» DATASET RECORDS
--- START ---

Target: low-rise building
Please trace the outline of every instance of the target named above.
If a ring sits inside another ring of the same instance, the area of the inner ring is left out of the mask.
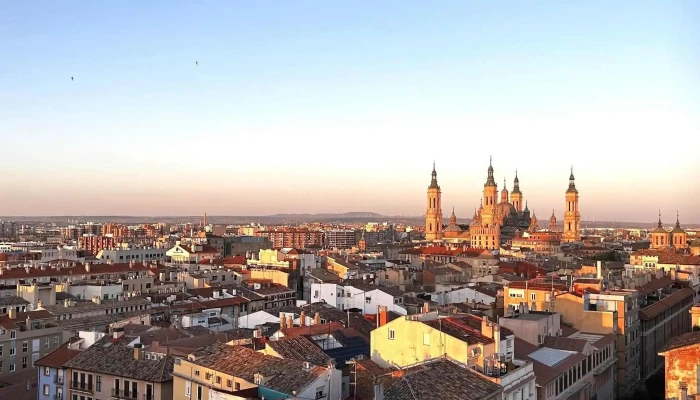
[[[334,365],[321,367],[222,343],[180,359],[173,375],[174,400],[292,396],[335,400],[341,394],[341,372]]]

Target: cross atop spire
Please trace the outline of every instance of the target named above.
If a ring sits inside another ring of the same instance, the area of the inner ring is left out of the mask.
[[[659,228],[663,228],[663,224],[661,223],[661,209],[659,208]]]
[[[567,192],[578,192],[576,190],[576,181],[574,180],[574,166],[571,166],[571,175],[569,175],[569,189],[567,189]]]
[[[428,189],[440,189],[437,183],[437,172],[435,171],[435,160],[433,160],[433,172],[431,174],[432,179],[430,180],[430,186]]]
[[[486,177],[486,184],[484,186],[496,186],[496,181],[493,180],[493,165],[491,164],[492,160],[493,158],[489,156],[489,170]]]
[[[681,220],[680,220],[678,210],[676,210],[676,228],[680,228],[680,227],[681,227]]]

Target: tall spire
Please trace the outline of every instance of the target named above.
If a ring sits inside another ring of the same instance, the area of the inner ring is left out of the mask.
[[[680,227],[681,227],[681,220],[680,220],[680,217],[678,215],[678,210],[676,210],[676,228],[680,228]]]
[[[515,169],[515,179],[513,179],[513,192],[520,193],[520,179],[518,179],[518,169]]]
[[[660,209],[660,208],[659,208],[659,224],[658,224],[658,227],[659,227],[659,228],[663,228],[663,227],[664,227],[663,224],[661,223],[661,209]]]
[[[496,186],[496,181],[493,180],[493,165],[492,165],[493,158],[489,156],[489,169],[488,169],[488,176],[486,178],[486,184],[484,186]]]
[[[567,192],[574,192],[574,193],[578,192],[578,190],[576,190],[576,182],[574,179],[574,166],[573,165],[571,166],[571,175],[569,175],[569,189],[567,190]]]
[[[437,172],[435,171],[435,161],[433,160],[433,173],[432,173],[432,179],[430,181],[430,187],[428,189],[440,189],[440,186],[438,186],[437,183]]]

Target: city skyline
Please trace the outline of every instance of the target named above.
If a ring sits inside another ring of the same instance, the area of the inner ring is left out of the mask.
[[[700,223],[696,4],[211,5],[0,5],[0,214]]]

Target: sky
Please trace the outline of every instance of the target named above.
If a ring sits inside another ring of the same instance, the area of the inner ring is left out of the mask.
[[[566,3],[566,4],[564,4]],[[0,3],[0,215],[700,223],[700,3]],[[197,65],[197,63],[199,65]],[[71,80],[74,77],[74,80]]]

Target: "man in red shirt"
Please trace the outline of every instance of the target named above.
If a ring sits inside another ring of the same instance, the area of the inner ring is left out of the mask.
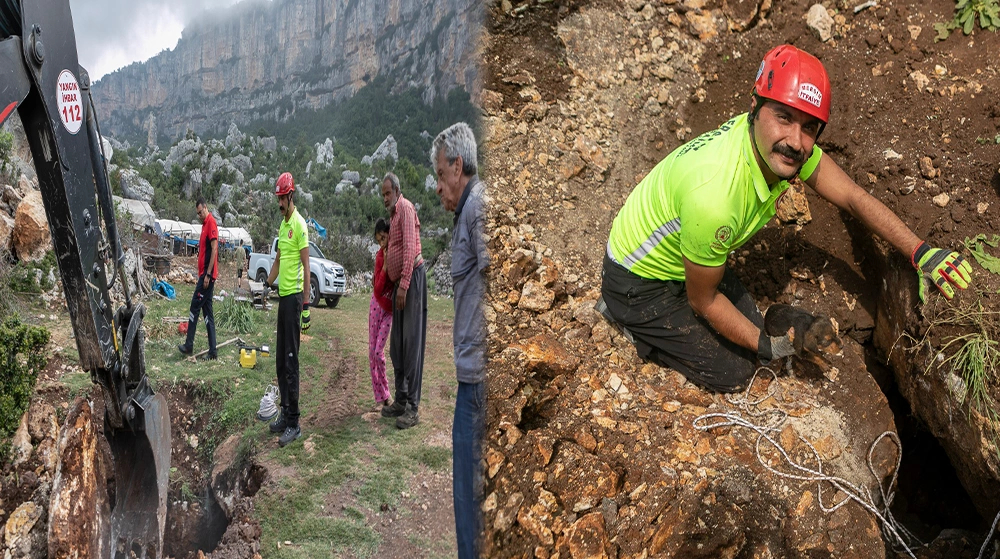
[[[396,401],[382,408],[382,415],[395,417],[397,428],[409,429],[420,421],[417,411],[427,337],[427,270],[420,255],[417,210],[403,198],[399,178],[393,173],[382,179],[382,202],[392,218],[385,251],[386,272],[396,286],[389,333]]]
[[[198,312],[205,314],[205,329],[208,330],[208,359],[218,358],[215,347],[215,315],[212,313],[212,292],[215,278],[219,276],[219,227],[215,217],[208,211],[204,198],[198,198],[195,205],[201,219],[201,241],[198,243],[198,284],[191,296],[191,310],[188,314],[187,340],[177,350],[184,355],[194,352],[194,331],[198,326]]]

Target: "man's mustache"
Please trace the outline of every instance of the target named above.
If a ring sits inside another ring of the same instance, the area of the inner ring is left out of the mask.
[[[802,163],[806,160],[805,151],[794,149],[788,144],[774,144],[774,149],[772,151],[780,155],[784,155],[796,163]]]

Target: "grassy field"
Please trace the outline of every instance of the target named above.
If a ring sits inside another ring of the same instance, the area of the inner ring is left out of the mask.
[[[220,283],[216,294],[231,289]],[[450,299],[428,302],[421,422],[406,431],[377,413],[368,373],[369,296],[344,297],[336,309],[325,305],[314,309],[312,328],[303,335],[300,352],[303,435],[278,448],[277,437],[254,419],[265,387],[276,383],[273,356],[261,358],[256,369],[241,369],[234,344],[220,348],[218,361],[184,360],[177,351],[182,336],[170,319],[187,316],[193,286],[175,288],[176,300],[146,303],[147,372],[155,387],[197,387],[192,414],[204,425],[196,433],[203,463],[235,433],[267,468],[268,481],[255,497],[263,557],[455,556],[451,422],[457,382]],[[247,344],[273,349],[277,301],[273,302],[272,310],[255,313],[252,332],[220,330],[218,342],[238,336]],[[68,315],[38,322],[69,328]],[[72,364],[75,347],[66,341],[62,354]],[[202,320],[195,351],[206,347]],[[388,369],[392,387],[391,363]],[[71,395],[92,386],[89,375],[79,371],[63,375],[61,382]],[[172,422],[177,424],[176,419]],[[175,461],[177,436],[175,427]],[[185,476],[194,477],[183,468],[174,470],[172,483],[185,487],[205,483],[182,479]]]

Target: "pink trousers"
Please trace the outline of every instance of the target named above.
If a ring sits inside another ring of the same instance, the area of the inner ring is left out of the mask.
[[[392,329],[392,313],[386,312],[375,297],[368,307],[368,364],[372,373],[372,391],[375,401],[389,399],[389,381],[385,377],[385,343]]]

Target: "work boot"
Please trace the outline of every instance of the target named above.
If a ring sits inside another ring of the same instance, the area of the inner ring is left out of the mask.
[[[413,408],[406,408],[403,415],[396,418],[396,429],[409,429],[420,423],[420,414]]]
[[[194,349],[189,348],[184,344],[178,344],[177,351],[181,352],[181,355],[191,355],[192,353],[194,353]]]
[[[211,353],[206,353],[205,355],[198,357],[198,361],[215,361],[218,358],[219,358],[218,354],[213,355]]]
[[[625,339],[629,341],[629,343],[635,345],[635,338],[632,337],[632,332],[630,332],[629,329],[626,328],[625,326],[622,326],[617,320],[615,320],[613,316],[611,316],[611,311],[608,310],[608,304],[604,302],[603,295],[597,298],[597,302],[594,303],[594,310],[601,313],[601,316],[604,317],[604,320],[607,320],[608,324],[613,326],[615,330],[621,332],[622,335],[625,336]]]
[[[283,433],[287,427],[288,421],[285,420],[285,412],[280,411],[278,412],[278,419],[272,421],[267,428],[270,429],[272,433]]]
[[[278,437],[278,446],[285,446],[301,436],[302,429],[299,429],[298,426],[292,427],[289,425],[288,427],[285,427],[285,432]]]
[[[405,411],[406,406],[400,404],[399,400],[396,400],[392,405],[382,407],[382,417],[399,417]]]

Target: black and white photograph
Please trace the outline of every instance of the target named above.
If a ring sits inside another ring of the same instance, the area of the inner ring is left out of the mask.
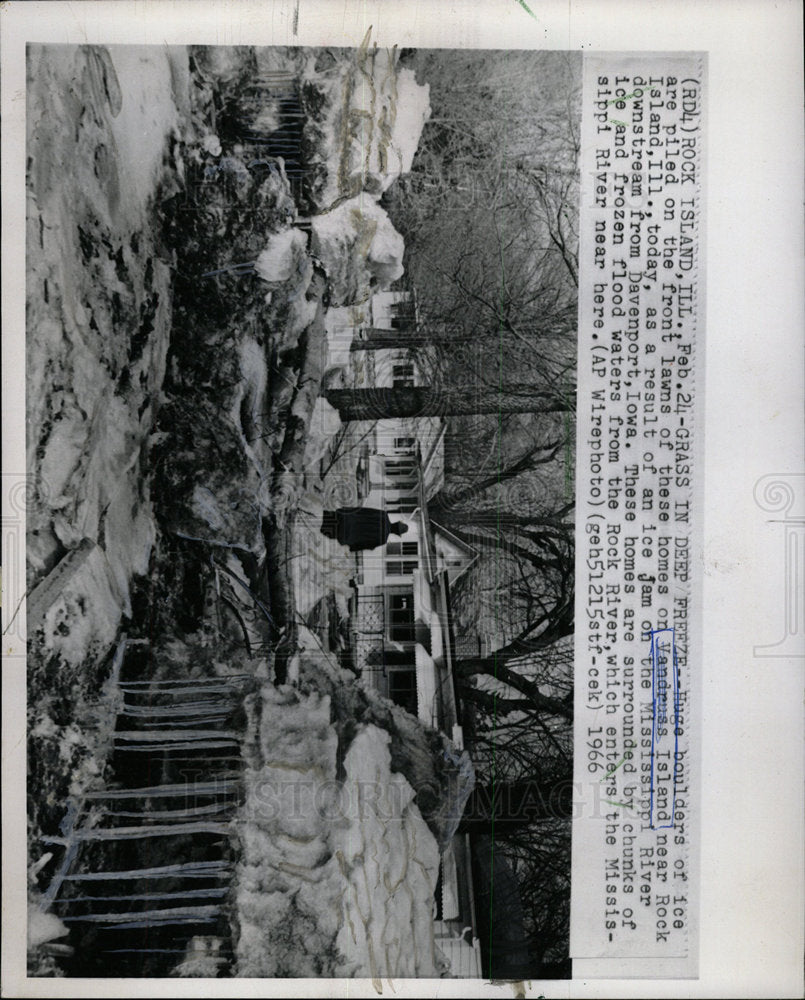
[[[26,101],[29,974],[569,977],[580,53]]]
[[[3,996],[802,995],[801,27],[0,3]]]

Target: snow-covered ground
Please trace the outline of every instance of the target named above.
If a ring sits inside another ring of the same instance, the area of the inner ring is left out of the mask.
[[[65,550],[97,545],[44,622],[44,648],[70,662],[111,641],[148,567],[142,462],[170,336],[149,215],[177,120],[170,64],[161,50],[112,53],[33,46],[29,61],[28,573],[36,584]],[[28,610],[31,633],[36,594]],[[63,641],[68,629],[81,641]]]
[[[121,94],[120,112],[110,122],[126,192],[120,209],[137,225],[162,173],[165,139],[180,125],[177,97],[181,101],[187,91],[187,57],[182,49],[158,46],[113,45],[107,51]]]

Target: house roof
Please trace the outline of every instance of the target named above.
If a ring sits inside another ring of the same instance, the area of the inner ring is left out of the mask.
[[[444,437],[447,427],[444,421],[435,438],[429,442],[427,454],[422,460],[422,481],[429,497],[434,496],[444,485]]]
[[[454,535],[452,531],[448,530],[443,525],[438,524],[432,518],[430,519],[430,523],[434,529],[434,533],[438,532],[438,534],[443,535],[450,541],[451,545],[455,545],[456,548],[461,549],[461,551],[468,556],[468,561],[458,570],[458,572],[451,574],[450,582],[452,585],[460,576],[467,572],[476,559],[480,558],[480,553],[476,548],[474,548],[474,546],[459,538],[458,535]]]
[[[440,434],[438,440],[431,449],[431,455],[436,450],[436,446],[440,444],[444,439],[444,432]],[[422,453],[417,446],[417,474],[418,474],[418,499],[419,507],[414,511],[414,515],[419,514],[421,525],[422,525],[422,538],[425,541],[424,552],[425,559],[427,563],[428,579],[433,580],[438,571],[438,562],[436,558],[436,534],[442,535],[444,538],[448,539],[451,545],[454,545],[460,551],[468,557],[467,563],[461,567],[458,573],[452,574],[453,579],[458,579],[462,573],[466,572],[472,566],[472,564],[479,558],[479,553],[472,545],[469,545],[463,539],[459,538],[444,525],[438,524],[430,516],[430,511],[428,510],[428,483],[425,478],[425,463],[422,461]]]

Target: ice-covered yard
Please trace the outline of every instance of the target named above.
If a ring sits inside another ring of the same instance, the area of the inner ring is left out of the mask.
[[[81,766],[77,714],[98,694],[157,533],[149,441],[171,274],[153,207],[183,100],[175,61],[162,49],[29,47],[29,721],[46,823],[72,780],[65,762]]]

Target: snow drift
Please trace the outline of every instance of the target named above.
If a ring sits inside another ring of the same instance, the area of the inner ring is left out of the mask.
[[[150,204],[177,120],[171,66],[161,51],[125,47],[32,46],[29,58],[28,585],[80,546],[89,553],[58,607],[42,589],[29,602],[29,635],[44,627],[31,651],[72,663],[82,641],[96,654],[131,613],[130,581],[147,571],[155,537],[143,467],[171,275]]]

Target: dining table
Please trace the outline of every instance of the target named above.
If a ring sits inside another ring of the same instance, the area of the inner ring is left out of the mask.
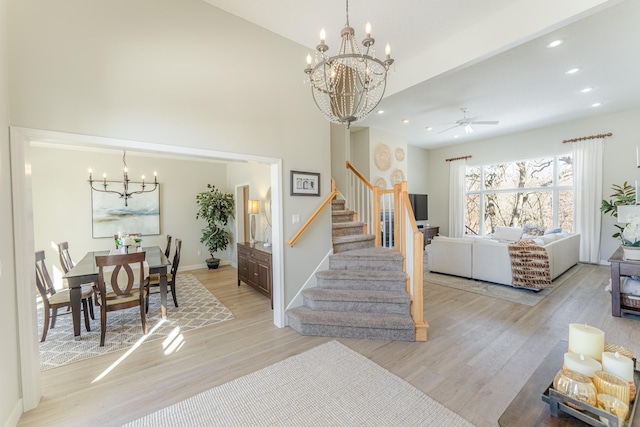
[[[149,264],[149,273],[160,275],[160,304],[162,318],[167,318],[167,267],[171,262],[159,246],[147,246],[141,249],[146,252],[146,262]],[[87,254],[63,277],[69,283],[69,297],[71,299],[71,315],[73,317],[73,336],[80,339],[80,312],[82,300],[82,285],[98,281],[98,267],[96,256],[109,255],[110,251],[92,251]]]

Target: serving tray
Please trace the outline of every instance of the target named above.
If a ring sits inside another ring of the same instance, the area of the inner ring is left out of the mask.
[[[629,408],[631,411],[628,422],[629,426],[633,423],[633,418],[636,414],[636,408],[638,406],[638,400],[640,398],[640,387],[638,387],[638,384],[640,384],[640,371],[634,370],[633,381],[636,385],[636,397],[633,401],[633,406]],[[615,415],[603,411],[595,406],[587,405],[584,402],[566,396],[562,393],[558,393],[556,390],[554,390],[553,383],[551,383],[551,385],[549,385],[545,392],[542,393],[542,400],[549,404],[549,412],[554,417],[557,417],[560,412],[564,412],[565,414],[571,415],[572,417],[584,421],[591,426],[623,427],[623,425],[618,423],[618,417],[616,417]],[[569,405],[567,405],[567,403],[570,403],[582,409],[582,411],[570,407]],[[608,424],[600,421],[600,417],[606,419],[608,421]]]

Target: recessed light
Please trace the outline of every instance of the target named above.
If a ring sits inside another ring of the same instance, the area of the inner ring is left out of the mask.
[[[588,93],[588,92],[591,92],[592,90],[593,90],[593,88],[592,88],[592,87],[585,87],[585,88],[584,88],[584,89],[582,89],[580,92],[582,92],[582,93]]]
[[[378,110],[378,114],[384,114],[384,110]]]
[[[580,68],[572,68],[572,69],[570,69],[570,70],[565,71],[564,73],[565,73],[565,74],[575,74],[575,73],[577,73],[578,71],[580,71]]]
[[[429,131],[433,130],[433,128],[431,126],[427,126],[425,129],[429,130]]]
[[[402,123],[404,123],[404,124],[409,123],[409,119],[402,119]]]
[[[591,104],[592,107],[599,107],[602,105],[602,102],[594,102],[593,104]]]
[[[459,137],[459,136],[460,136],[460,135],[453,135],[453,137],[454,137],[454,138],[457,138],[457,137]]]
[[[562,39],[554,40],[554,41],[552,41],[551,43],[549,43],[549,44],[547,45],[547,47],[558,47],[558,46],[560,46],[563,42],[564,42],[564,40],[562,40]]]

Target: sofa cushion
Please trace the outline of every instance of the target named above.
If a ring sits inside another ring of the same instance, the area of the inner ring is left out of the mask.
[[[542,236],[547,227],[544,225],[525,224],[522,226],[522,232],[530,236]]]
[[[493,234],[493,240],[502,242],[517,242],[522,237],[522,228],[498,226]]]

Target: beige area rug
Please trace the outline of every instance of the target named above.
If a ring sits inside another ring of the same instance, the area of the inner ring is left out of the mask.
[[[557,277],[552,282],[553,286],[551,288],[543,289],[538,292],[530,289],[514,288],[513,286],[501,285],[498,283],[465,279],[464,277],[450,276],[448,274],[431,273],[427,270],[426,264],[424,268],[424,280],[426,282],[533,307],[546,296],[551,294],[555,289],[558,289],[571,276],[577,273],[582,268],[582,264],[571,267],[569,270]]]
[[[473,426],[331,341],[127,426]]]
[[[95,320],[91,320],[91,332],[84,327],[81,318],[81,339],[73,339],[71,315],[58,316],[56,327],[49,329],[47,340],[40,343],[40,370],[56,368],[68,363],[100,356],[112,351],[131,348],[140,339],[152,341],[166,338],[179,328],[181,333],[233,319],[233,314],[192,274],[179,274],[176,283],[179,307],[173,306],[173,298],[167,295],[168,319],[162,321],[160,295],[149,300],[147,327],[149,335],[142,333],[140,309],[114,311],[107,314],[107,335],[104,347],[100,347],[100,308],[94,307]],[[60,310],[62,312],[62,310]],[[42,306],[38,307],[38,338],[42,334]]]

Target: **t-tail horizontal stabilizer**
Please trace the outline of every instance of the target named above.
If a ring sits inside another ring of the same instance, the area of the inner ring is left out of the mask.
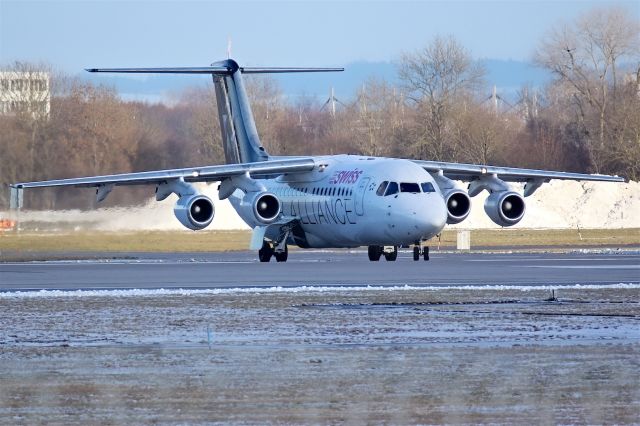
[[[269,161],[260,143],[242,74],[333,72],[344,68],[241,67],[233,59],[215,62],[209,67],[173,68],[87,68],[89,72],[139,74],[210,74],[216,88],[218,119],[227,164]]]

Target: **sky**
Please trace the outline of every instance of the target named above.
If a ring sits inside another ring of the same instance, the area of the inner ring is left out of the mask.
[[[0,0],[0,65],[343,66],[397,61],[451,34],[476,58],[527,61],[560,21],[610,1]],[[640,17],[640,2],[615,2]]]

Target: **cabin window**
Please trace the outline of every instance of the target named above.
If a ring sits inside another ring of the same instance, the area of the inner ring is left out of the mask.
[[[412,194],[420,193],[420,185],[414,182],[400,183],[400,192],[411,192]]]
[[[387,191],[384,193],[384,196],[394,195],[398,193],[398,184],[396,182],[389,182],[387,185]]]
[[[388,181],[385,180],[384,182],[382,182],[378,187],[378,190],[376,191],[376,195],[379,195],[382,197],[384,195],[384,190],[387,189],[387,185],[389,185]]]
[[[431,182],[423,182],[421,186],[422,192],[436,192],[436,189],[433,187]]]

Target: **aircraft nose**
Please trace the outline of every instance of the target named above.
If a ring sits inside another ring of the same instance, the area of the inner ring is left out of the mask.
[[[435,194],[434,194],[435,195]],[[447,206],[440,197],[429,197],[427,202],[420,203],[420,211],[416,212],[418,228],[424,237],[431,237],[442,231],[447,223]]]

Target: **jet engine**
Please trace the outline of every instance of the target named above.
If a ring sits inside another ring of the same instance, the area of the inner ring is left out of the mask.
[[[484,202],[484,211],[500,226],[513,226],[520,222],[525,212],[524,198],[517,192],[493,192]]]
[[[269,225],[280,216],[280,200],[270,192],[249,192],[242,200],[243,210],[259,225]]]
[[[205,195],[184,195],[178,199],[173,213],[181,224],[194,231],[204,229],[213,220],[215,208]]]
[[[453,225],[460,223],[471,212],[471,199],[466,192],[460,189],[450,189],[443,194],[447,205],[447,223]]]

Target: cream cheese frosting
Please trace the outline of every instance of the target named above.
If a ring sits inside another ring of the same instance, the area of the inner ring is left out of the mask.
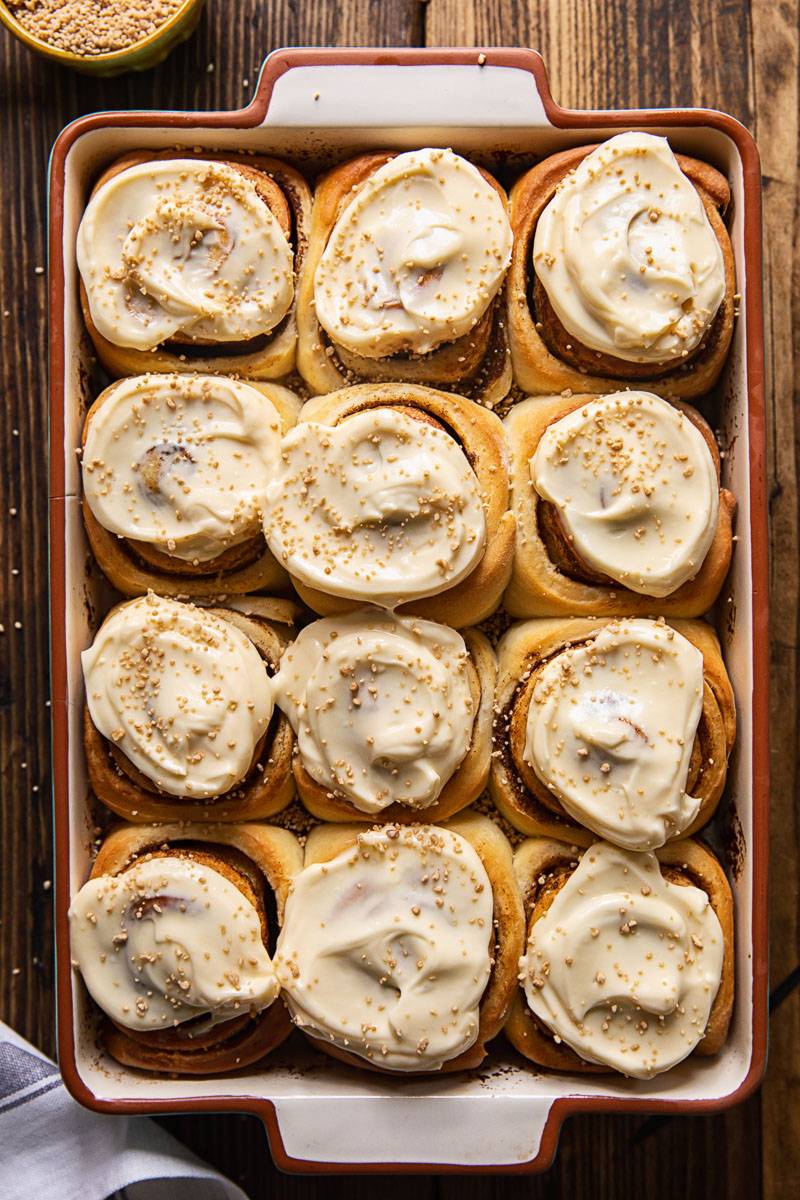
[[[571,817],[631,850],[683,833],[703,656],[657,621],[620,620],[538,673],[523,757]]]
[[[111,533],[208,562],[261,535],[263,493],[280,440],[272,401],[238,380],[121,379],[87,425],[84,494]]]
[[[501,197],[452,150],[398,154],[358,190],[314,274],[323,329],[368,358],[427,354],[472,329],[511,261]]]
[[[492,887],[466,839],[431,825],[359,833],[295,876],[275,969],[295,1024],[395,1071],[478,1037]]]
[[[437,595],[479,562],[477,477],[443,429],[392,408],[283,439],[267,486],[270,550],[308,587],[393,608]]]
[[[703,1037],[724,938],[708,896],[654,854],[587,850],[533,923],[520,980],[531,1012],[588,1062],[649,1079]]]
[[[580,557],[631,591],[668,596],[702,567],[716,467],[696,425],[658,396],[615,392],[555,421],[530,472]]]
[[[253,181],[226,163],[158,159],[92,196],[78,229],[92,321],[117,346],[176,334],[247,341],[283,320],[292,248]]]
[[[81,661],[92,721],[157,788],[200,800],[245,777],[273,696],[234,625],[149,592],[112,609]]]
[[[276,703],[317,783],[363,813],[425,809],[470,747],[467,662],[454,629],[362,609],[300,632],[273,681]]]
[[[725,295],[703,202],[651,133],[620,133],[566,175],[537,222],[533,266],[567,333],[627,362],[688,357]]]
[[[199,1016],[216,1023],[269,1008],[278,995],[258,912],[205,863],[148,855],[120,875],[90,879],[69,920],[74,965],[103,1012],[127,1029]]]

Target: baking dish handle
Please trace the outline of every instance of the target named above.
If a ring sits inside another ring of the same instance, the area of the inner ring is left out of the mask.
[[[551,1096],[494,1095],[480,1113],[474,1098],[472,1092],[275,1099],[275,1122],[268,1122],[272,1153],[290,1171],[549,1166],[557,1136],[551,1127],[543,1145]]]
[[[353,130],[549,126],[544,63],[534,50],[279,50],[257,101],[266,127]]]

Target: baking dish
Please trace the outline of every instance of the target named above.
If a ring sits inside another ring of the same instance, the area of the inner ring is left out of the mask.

--- END ---

» REQUIREMENT
Answer with a number only. How many lines in the records include the word "covered"?

» RESPONSE TO THIS TASK
2